What is expected
Check every line of the records below for the string "brown" and copy the ones that have it.

Extracted information
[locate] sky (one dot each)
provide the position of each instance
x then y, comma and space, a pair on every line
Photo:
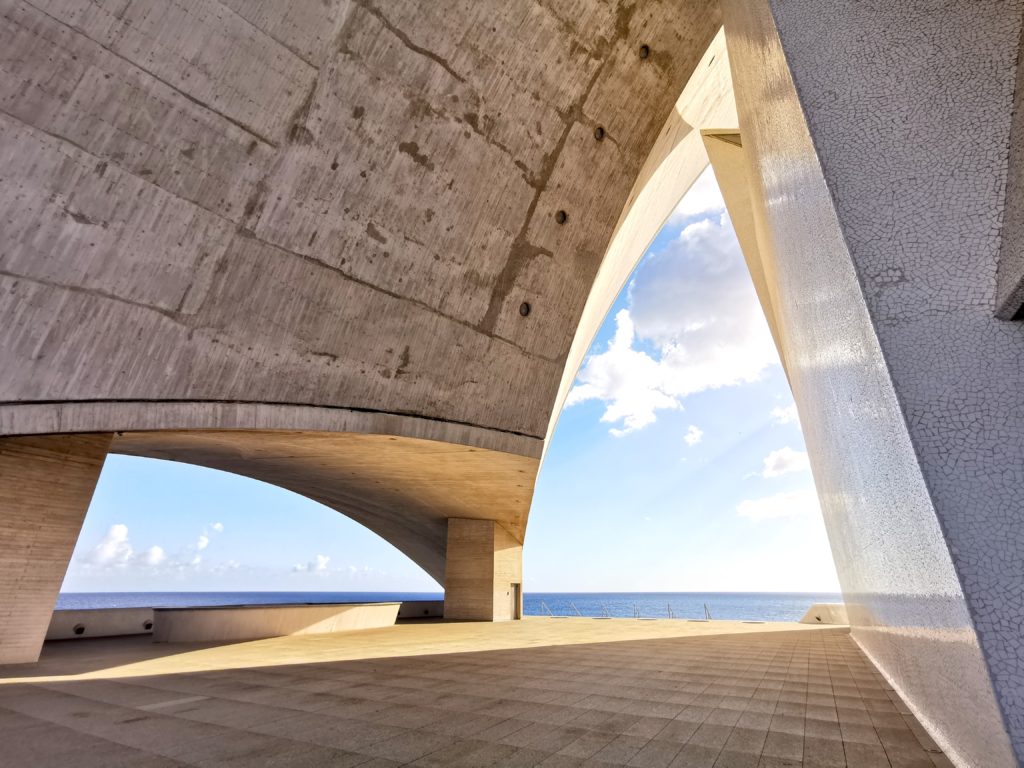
678, 465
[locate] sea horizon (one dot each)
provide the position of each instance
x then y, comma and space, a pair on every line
754, 606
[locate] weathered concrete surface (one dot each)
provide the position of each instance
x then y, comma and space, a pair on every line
98, 623
218, 624
46, 483
332, 205
325, 217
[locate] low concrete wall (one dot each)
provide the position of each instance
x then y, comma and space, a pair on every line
224, 623
825, 613
422, 609
74, 625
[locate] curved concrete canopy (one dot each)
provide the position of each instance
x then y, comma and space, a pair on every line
353, 227
403, 489
320, 219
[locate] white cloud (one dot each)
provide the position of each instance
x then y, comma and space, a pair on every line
154, 556
793, 504
693, 324
784, 461
630, 382
784, 415
693, 435
114, 548
316, 566
702, 197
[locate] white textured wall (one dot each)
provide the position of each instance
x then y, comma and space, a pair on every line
881, 186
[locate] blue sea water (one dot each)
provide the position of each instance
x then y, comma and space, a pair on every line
751, 606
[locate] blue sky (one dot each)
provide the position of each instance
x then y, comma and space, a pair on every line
677, 465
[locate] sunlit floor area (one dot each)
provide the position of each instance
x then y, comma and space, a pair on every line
542, 691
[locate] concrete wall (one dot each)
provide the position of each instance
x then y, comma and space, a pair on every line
233, 623
216, 211
877, 138
99, 623
327, 217
482, 562
46, 483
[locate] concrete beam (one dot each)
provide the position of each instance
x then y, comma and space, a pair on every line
46, 483
483, 572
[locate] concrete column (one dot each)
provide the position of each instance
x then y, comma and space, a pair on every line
482, 572
46, 483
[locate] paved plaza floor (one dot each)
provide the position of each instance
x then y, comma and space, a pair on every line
542, 691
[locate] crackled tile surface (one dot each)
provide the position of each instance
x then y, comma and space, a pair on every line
665, 693
879, 138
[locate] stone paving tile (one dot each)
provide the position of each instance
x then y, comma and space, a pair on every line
769, 700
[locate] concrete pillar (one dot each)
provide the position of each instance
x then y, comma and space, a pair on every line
46, 483
482, 572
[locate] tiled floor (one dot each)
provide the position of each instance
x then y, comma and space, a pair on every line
731, 700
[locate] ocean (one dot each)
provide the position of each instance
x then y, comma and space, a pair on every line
749, 606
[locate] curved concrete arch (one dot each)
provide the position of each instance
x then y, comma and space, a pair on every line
404, 489
398, 241
282, 238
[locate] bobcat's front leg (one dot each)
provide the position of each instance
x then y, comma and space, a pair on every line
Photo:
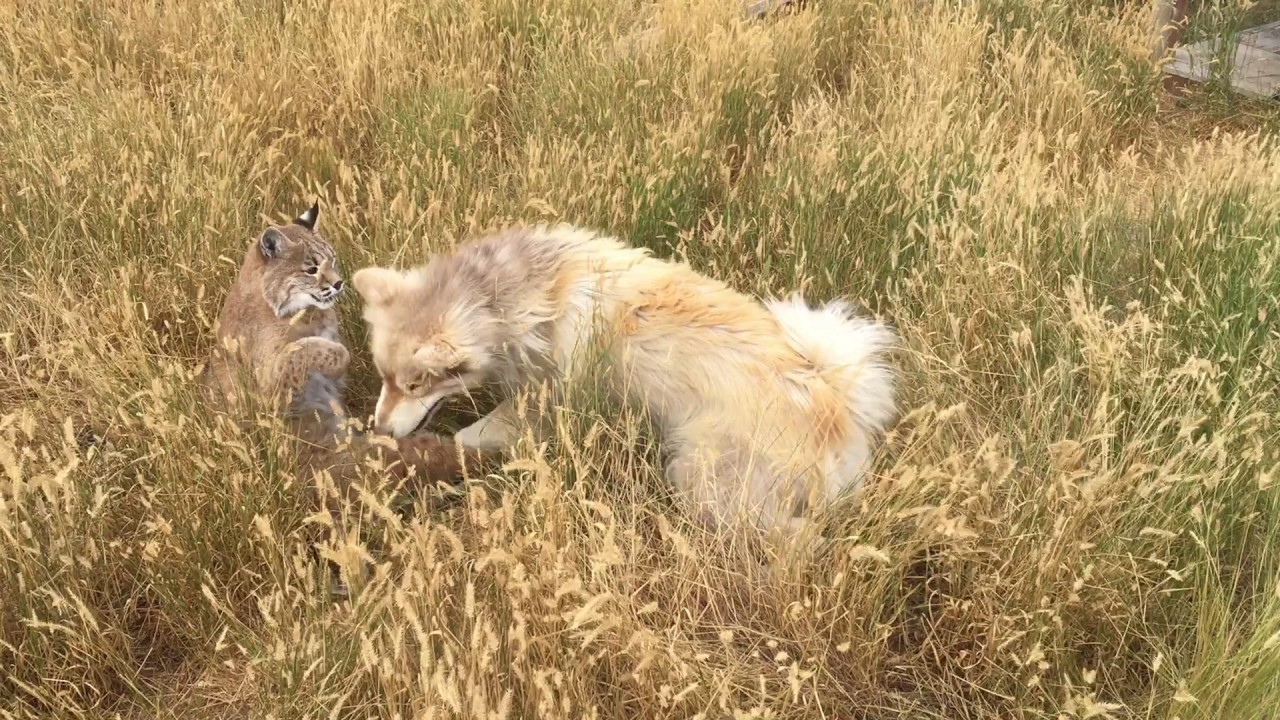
305, 356
499, 429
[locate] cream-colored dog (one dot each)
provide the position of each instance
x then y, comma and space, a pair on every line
763, 409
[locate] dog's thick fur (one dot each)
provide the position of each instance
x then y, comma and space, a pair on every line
279, 342
764, 408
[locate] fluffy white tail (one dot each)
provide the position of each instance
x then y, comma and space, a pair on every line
851, 347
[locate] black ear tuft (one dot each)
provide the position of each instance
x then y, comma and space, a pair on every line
272, 242
309, 218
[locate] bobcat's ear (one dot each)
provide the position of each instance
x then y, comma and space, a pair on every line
272, 242
309, 218
378, 286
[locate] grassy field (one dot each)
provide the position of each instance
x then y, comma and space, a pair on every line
1078, 515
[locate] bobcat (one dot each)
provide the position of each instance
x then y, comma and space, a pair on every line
278, 331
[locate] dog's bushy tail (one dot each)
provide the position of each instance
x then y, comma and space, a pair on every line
849, 350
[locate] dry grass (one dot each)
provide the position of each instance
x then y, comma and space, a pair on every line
1078, 518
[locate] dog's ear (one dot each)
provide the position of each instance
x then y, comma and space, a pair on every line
272, 242
378, 286
309, 218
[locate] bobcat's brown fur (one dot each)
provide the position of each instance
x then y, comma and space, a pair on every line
279, 341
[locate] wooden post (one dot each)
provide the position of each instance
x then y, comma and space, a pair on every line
1169, 18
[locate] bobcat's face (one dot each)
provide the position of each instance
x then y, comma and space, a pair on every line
300, 269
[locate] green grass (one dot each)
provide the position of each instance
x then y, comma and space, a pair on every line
1075, 518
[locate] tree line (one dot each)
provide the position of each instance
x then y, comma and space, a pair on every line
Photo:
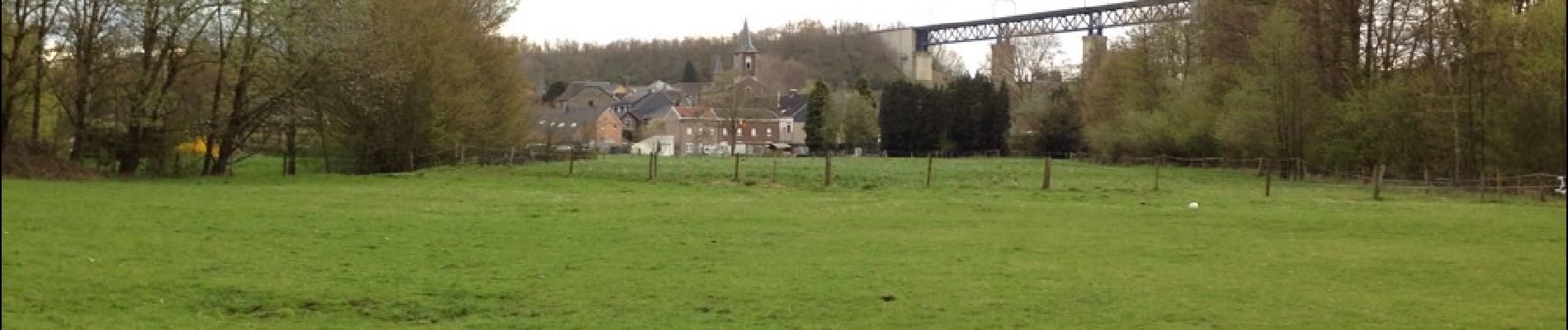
792, 57
970, 113
383, 83
1449, 88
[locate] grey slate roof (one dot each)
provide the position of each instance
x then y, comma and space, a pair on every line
794, 105
651, 104
579, 87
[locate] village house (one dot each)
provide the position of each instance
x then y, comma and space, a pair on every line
596, 129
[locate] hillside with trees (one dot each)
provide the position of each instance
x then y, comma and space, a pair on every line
791, 57
383, 83
1444, 88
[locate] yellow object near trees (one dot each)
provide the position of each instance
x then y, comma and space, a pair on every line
195, 146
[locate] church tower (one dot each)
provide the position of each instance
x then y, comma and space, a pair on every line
745, 54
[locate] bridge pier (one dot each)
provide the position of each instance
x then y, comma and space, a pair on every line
913, 61
1093, 54
1004, 63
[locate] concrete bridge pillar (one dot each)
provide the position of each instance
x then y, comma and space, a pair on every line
1093, 54
914, 64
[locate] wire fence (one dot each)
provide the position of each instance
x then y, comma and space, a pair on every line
1007, 171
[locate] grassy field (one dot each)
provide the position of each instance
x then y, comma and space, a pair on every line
526, 248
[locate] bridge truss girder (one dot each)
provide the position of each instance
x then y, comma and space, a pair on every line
1092, 19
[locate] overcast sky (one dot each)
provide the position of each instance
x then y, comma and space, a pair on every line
604, 21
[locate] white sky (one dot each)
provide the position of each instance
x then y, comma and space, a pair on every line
606, 21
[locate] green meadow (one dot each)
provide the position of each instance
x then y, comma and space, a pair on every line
982, 248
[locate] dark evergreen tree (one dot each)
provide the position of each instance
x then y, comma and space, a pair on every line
815, 108
690, 74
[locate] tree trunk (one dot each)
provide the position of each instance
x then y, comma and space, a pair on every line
290, 148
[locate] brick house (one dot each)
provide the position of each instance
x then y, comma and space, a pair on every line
578, 125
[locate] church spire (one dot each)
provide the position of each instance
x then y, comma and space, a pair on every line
745, 54
744, 41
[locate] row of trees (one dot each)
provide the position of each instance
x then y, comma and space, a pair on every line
841, 118
381, 82
1458, 88
792, 57
970, 113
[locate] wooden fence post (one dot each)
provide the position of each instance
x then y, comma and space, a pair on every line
1045, 179
1158, 165
1500, 183
1426, 177
1543, 188
827, 171
930, 157
1377, 182
1268, 176
653, 163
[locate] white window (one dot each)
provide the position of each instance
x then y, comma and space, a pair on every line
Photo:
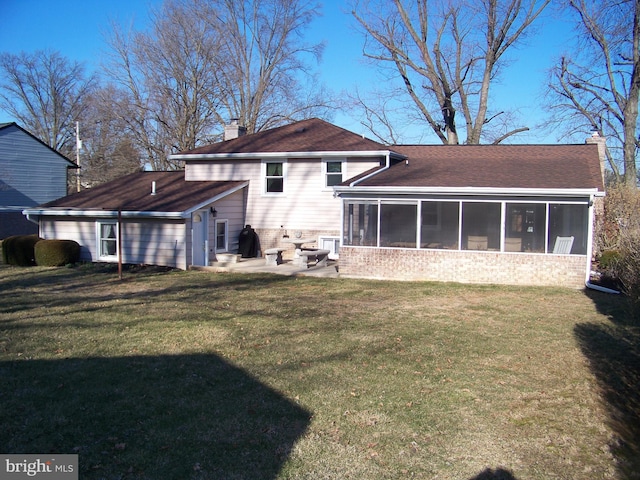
274, 177
107, 233
333, 171
222, 237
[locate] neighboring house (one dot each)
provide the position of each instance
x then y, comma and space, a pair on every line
154, 218
514, 214
31, 173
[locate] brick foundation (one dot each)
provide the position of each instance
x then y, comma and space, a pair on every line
464, 266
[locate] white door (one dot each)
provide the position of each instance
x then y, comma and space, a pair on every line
199, 237
330, 243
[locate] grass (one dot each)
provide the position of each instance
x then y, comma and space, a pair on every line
192, 375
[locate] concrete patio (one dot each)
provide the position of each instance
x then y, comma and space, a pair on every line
258, 265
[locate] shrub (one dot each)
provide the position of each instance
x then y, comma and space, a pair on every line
19, 250
54, 253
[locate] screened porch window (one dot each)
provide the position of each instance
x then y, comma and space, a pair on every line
569, 221
525, 226
481, 226
440, 224
398, 225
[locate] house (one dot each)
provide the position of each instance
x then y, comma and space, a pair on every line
31, 173
508, 214
513, 214
155, 218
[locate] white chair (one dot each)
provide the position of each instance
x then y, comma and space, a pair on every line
563, 245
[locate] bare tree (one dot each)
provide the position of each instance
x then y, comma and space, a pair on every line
45, 92
446, 54
263, 71
597, 86
165, 81
108, 148
206, 62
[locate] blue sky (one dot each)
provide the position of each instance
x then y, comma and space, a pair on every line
75, 28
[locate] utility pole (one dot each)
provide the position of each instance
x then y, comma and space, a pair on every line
78, 147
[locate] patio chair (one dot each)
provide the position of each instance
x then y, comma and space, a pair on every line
563, 245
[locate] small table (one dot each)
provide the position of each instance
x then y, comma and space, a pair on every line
298, 242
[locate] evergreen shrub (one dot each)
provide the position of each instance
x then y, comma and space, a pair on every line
55, 253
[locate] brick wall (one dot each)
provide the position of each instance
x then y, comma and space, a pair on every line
463, 266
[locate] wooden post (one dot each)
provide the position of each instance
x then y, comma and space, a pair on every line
120, 244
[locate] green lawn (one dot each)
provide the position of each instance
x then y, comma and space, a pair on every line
181, 375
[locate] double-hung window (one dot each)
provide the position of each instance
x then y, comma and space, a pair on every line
273, 177
107, 239
333, 173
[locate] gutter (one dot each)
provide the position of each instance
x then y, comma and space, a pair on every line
487, 191
366, 177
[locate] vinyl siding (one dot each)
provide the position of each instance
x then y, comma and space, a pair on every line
30, 172
305, 204
145, 241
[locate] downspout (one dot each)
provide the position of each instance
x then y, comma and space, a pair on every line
366, 177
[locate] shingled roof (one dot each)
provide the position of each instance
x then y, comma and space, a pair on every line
132, 193
312, 135
493, 166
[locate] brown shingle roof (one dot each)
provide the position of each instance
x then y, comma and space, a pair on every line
313, 135
133, 193
494, 166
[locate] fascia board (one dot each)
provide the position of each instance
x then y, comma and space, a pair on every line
465, 191
70, 212
261, 155
201, 205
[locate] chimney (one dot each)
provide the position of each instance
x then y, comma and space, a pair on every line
602, 150
234, 130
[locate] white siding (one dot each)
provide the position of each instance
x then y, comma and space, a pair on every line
149, 242
30, 172
230, 208
306, 203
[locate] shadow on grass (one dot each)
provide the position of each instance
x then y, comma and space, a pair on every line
497, 474
169, 417
613, 351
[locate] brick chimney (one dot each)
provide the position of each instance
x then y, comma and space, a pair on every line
234, 130
602, 150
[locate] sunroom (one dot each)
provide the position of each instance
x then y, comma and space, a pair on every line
514, 225
512, 214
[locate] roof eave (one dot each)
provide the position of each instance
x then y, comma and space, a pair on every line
466, 191
95, 213
261, 155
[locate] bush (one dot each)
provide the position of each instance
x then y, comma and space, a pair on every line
619, 239
19, 250
54, 253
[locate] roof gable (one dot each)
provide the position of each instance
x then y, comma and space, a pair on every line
134, 193
312, 135
8, 127
493, 166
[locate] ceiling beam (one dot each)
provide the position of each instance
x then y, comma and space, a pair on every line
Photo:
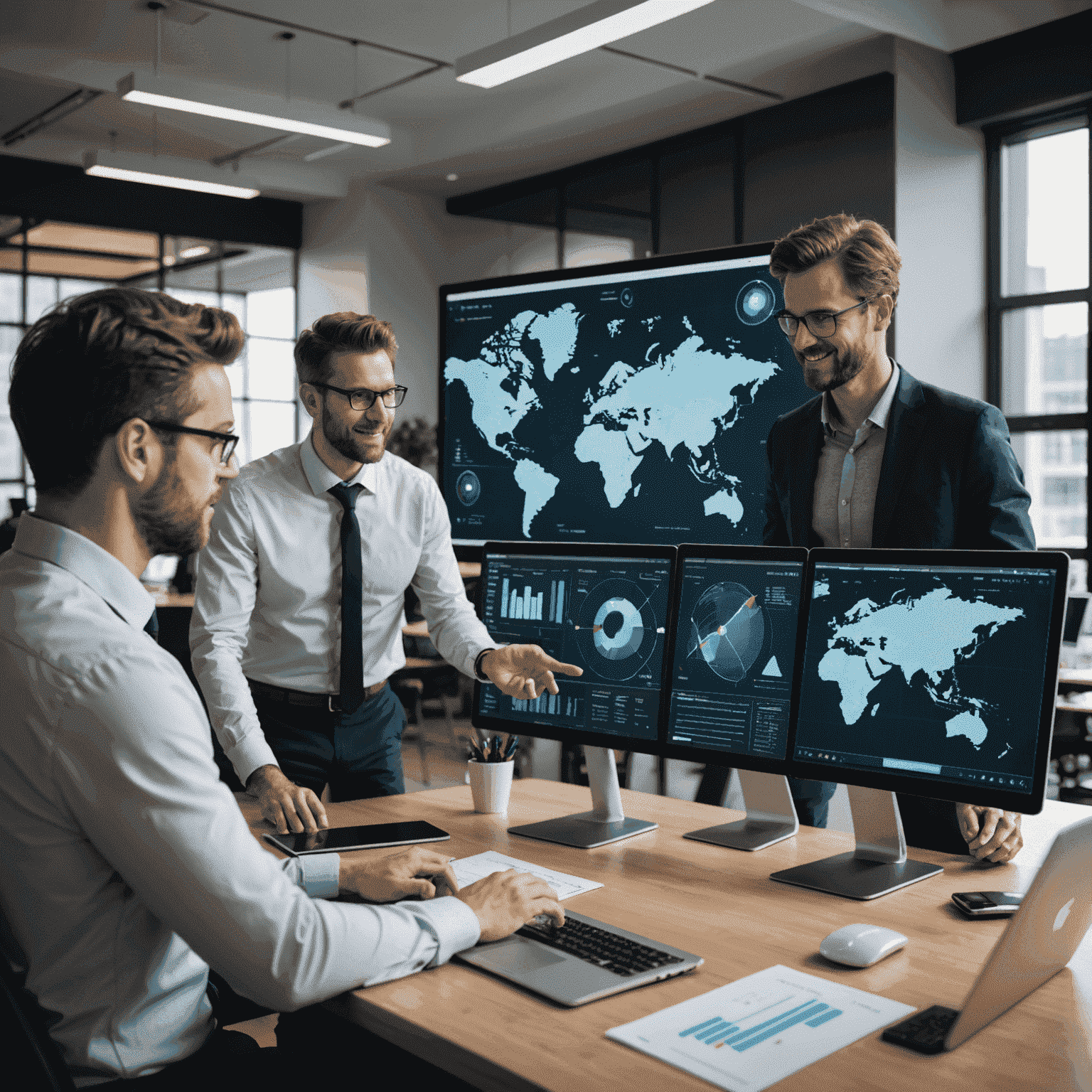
49, 116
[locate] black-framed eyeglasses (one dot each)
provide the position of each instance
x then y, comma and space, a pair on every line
821, 323
363, 399
228, 440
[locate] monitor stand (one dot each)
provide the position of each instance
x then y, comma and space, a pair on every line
606, 823
878, 865
771, 816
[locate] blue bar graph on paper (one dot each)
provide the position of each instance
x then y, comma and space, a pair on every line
705, 1024
719, 1031
810, 1012
829, 1015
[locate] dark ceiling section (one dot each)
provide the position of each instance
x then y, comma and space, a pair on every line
1033, 70
42, 191
754, 177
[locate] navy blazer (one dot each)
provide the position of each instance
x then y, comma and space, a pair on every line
949, 481
949, 478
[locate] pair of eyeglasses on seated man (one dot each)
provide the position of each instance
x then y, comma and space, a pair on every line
821, 323
226, 444
363, 399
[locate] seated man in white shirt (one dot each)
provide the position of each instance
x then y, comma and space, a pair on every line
128, 867
299, 593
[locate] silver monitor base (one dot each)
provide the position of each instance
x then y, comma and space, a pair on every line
851, 877
606, 823
771, 816
878, 865
583, 830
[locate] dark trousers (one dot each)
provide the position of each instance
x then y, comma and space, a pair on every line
309, 1042
358, 755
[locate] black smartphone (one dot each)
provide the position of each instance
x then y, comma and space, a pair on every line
343, 839
987, 904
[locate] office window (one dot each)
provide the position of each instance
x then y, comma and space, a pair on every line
44, 263
1039, 317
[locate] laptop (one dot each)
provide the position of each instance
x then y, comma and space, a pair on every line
581, 962
1039, 941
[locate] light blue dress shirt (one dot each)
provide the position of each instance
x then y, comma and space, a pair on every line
128, 867
269, 587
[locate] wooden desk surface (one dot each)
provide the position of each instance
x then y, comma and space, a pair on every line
721, 904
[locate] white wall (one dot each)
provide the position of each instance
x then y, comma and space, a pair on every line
941, 327
383, 252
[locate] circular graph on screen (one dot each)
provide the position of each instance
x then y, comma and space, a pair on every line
616, 631
469, 487
727, 629
755, 303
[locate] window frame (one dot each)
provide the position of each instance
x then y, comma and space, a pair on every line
997, 136
160, 277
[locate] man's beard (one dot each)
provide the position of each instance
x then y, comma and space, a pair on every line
346, 442
165, 517
843, 367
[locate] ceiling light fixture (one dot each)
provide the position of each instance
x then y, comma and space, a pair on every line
579, 32
254, 108
166, 171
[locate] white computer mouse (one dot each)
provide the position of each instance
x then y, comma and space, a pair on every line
861, 945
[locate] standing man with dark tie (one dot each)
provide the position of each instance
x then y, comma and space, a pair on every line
882, 460
299, 593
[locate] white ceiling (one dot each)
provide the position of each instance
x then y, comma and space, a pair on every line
588, 106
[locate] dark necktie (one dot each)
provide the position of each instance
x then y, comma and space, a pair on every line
352, 662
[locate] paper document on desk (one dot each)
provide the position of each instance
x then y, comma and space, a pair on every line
469, 869
755, 1032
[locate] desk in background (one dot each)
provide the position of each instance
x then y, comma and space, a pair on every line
722, 904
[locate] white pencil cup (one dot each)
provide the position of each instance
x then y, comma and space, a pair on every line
491, 786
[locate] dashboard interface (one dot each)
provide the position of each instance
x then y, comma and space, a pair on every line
606, 615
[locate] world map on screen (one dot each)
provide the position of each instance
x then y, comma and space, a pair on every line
923, 637
629, 414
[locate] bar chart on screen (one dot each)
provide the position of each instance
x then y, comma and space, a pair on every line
550, 705
751, 1033
527, 602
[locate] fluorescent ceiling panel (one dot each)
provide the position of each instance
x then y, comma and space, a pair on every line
574, 34
167, 171
255, 108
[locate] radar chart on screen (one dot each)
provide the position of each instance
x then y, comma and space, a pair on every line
617, 629
729, 631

Your response
[locate] bobcat's brown fur (one dot each)
[locate] brown shingle roof (one dot each)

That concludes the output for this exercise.